= WHAT IS NEEDED =
How many lines in the rows below contain the string "mountain"? Case counts, and the reply should be only the number.

= INPUT =

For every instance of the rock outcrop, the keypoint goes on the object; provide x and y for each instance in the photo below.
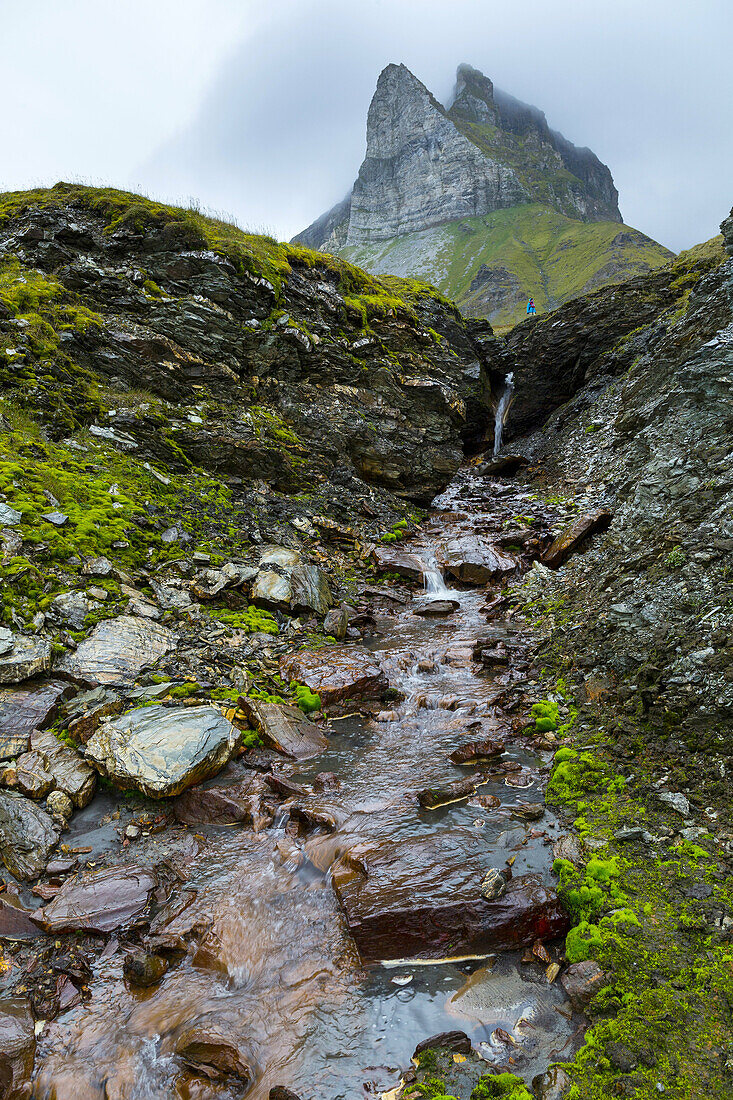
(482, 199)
* * *
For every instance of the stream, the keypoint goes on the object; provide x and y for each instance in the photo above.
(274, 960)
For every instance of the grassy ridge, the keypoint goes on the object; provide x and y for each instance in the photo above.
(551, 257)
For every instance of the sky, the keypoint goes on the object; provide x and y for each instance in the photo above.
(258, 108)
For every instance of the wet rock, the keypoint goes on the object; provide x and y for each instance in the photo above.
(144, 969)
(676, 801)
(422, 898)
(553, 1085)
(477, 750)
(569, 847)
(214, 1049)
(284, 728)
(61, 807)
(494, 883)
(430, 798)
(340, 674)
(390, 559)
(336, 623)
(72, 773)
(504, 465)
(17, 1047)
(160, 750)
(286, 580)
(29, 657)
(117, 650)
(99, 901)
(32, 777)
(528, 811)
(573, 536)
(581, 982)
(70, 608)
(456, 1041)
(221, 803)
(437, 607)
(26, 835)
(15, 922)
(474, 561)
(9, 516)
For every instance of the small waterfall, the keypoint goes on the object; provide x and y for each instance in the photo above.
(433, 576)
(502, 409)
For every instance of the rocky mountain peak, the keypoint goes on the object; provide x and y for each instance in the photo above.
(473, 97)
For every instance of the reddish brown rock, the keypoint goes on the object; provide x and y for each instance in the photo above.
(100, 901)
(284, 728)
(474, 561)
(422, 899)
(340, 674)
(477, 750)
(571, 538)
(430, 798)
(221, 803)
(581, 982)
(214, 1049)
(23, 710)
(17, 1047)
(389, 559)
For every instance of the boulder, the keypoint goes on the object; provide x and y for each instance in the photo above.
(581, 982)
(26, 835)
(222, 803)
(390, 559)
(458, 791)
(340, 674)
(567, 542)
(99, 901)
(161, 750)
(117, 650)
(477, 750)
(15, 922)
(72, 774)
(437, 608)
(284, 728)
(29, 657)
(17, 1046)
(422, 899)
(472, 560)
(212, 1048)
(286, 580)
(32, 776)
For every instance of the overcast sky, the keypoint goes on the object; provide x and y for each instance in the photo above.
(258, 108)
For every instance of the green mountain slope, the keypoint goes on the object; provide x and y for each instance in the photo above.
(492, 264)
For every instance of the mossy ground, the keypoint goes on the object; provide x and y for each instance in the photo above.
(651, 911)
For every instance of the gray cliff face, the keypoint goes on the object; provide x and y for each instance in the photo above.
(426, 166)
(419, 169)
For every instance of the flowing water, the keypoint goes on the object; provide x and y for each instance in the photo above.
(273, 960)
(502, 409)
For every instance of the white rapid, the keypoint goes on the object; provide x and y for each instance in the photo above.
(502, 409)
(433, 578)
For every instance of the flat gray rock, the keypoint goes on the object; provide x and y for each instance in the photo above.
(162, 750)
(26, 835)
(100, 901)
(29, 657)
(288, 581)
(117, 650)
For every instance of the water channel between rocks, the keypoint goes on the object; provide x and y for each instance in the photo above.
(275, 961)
* * *
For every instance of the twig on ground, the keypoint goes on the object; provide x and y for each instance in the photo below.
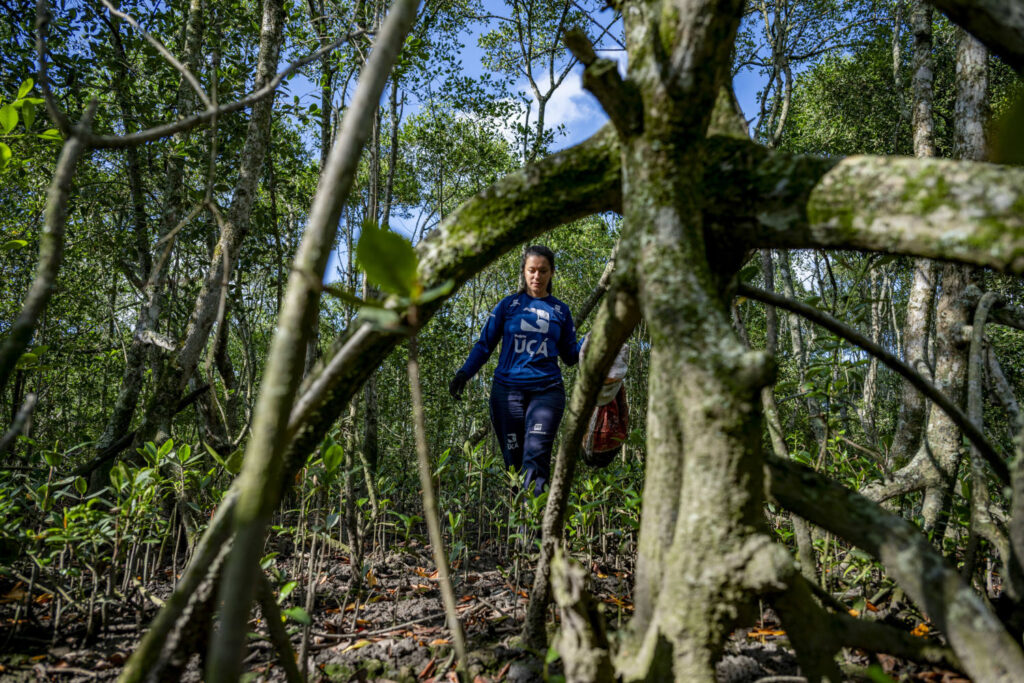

= TASK SOLUTION =
2